/---

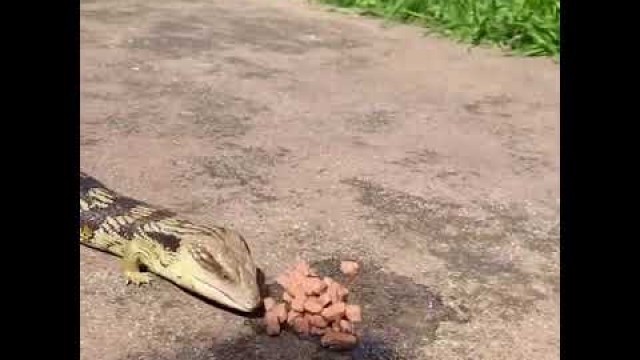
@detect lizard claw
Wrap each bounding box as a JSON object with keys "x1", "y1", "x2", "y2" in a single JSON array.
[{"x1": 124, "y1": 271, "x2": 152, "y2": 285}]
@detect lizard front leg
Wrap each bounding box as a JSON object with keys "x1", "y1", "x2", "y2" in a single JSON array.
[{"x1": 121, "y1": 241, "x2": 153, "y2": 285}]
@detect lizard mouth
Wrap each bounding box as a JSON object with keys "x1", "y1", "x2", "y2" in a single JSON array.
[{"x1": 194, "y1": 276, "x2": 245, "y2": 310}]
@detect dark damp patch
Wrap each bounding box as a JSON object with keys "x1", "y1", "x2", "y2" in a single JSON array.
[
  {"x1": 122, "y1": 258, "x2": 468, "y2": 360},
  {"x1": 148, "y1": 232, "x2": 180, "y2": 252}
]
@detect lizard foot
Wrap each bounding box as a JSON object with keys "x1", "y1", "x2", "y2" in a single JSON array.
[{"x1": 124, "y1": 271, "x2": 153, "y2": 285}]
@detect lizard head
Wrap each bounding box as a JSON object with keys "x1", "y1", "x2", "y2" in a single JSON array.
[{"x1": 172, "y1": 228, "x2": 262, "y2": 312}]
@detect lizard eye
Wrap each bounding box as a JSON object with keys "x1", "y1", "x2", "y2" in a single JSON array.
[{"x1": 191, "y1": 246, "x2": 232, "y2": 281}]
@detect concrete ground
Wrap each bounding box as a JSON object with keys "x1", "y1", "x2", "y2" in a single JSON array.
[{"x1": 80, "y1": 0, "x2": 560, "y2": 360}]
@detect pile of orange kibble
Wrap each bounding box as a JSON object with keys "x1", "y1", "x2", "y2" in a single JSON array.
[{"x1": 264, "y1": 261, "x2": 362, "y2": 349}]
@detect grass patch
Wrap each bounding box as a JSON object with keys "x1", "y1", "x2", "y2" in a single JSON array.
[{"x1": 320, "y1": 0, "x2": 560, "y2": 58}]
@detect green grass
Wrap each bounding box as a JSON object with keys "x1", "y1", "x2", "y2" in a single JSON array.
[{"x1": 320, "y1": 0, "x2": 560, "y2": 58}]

\---
/---

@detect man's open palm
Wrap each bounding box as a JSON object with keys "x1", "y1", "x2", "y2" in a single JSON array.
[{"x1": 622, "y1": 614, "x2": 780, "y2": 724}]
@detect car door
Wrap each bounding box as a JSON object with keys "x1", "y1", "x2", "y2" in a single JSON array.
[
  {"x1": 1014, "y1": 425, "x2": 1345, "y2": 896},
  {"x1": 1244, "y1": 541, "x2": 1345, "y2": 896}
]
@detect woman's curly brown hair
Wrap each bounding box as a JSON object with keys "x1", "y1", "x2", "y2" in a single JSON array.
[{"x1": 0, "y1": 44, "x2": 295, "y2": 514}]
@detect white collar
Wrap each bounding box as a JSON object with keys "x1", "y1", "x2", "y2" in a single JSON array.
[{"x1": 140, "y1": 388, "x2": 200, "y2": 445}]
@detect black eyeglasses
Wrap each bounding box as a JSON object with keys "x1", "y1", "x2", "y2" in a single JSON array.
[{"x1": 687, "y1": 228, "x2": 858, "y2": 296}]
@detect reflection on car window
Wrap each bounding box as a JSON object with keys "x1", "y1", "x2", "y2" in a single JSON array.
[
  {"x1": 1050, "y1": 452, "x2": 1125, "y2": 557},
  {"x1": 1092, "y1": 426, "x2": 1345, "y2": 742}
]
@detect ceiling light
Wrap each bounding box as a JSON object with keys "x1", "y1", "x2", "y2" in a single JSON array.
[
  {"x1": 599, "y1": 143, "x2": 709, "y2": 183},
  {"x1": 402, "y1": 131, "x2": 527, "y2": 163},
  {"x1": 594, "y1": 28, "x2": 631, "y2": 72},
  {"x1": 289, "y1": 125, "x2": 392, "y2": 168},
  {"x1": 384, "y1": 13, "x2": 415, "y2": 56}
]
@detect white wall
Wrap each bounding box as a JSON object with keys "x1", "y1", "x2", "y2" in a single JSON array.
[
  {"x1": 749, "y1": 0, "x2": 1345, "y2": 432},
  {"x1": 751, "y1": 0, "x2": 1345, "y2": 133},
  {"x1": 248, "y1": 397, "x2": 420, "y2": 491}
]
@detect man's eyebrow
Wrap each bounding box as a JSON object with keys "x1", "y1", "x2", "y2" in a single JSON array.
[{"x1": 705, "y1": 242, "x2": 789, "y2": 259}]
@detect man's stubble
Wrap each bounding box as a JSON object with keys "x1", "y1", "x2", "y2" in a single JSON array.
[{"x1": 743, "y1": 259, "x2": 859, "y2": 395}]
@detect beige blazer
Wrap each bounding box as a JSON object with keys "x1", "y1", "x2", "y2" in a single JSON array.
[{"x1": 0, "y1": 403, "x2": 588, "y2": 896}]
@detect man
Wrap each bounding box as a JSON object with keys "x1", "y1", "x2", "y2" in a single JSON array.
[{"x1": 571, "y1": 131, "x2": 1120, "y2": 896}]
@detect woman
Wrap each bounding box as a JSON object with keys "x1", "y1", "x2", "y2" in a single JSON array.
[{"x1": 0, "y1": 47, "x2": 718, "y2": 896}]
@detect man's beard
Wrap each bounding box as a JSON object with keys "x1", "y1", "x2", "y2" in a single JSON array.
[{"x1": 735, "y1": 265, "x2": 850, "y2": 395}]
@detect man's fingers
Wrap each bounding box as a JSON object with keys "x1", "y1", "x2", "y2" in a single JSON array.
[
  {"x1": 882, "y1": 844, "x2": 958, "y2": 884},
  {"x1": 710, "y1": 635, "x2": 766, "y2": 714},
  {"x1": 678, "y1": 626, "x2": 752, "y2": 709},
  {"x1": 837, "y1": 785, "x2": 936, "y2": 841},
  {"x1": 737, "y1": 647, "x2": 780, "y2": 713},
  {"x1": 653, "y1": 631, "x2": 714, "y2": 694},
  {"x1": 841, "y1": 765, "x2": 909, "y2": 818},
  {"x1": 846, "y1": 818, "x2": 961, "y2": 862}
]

\---

(Consigne): Extrayez des enregistrements ci-dessus chaque ligne qui contient le mot « patch ». La casse doit être respectée.

(Résultat):
@detect dark damp patch
@detect grass patch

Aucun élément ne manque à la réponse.